START

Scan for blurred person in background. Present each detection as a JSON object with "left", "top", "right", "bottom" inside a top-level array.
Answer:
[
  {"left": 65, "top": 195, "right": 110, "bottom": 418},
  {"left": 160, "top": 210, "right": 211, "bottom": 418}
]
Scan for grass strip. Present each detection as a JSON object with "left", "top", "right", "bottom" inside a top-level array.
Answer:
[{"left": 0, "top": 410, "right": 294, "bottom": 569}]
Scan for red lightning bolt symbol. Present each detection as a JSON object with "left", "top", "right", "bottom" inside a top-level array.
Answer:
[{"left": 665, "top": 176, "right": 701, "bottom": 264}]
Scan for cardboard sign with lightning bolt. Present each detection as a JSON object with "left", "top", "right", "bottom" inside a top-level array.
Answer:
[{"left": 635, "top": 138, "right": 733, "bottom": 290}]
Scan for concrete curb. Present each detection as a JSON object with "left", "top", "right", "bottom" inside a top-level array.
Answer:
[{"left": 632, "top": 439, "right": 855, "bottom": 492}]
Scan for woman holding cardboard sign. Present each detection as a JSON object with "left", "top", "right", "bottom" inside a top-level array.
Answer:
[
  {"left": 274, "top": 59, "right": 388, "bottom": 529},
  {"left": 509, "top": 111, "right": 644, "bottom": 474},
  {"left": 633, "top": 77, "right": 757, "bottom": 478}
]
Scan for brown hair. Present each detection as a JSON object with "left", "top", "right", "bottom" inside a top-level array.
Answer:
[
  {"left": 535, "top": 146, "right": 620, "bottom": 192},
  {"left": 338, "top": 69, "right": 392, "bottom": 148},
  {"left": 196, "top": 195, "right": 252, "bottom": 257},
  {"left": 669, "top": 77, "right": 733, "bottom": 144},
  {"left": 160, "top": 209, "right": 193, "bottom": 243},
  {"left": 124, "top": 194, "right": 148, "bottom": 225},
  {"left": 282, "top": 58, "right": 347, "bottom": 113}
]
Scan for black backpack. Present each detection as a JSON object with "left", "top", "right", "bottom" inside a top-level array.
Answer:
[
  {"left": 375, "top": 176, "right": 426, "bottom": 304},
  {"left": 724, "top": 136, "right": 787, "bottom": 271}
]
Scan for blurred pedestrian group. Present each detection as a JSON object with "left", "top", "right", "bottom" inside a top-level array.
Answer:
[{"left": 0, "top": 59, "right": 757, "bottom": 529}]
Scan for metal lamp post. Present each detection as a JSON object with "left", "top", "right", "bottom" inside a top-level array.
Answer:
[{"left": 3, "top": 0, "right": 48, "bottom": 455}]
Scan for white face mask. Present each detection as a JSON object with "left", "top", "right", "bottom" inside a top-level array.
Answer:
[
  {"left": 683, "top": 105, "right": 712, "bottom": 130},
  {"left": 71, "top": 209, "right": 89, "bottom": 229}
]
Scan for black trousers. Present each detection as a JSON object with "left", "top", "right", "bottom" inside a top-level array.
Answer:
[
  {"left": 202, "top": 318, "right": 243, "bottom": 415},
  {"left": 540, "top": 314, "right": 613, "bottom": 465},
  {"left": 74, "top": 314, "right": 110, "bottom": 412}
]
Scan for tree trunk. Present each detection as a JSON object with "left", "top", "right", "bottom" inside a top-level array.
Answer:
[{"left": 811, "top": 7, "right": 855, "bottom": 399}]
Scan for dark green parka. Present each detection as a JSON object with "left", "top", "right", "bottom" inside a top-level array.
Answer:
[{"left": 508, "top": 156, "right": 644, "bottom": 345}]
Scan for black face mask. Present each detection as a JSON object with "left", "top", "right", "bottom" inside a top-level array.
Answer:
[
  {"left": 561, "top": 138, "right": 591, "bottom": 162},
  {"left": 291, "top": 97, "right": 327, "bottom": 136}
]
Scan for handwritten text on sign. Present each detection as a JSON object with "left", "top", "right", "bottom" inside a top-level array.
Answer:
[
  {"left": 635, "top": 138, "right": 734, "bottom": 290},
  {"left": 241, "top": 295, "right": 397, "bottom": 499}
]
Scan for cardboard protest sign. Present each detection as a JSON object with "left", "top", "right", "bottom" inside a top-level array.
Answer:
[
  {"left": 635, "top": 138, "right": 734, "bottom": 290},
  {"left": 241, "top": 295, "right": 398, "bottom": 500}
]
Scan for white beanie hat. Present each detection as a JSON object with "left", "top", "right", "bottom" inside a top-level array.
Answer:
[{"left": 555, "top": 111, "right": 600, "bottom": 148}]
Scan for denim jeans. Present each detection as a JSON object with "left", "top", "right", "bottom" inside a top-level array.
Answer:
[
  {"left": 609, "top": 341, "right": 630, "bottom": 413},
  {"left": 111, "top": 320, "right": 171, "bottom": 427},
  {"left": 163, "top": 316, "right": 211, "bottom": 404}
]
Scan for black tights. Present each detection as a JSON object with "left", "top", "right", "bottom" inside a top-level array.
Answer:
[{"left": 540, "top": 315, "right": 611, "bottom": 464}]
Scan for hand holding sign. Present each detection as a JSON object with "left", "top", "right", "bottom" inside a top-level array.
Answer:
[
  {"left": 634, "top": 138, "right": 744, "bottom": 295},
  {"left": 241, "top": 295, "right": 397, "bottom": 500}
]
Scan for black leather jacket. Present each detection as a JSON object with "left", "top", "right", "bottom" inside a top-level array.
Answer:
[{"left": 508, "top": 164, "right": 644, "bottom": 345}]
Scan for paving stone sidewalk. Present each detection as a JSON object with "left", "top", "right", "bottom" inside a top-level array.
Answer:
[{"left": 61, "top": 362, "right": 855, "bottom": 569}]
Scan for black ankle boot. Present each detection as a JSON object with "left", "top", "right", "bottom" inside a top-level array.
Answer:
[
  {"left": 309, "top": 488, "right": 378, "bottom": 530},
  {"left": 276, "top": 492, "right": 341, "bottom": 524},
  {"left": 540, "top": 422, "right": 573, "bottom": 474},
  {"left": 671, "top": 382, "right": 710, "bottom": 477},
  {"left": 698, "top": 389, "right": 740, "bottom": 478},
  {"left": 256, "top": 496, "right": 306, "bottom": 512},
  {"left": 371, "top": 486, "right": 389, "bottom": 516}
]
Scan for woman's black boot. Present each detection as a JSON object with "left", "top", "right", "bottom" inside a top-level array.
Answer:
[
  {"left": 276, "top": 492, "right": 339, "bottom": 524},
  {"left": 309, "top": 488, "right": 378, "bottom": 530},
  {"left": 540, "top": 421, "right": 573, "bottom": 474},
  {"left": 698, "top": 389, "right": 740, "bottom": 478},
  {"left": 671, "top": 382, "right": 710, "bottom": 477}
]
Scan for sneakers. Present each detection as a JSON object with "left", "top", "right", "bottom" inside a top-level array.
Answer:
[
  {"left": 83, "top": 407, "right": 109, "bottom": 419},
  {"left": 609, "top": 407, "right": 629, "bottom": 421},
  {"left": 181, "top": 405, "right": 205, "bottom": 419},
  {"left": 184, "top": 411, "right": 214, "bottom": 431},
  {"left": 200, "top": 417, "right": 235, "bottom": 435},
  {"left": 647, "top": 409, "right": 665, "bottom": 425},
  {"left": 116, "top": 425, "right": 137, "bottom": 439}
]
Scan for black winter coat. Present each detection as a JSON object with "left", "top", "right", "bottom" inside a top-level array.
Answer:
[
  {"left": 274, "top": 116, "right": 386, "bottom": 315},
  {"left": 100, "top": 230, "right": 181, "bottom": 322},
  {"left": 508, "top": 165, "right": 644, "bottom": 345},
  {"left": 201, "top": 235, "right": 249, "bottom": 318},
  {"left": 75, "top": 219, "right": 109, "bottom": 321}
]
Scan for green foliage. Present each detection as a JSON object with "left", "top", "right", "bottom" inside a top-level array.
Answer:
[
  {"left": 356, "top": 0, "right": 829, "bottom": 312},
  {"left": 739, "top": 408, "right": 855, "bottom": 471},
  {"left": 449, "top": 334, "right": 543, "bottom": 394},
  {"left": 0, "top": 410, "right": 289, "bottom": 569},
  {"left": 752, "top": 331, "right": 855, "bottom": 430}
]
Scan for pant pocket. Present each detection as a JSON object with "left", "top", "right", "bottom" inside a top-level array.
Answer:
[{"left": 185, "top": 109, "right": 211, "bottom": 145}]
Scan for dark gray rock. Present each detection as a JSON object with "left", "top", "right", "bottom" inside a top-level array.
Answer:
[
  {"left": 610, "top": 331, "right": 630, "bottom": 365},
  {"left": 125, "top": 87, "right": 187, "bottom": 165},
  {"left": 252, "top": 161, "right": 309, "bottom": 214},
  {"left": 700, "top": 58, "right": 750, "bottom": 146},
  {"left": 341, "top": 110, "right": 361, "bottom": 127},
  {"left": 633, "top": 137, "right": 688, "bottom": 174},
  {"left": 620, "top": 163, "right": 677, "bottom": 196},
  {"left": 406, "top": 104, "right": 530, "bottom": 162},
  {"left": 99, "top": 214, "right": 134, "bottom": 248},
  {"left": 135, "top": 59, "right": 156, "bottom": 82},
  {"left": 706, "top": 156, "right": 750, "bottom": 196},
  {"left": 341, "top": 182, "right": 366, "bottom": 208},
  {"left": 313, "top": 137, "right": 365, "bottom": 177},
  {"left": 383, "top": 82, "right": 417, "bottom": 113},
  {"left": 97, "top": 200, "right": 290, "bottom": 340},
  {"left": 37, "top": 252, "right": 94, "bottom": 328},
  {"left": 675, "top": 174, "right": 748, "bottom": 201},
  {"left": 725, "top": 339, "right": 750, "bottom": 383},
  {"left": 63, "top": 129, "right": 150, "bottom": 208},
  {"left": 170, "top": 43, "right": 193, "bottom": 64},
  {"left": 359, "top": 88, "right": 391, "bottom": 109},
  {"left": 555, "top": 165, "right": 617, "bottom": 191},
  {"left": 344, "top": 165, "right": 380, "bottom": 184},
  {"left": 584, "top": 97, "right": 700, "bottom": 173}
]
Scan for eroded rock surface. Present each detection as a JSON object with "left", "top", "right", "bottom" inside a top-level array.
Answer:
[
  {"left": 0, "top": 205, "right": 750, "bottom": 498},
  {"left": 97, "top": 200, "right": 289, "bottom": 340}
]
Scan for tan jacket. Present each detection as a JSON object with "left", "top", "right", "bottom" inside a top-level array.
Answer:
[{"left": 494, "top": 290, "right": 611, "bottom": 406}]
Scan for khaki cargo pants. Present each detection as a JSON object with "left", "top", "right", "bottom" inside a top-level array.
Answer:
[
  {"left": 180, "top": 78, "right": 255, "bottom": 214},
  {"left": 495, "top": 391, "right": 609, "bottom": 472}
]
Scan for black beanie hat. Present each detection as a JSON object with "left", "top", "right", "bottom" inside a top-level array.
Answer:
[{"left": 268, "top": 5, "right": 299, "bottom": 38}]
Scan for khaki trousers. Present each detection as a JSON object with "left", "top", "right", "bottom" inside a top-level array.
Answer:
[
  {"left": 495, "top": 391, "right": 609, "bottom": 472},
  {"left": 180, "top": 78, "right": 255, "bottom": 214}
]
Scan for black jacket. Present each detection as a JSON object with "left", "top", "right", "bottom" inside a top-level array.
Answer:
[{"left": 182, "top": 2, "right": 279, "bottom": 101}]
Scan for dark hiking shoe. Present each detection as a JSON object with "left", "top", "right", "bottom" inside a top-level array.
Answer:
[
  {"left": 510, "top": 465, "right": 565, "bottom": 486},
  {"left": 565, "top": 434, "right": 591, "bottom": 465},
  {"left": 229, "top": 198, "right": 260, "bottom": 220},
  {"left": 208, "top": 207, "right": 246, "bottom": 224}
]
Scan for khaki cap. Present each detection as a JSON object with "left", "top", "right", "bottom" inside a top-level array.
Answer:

END

• WHAT THE TASK ASKS: Extract, exactly as they appear, the lines from the one containing "Scan for dark hiking" through the final line.

• OUTPUT:
Scan for dark hiking shoe. Present each detection as a JSON object with "left", "top", "right", "bottom" inside a top-level array.
Answer:
[
  {"left": 510, "top": 465, "right": 565, "bottom": 486},
  {"left": 565, "top": 434, "right": 591, "bottom": 465},
  {"left": 229, "top": 198, "right": 260, "bottom": 220},
  {"left": 208, "top": 207, "right": 246, "bottom": 224}
]
Scan for khaki cap. Present each detection as a JSON object with "left", "top", "right", "bottom" inside a top-level array.
Answer:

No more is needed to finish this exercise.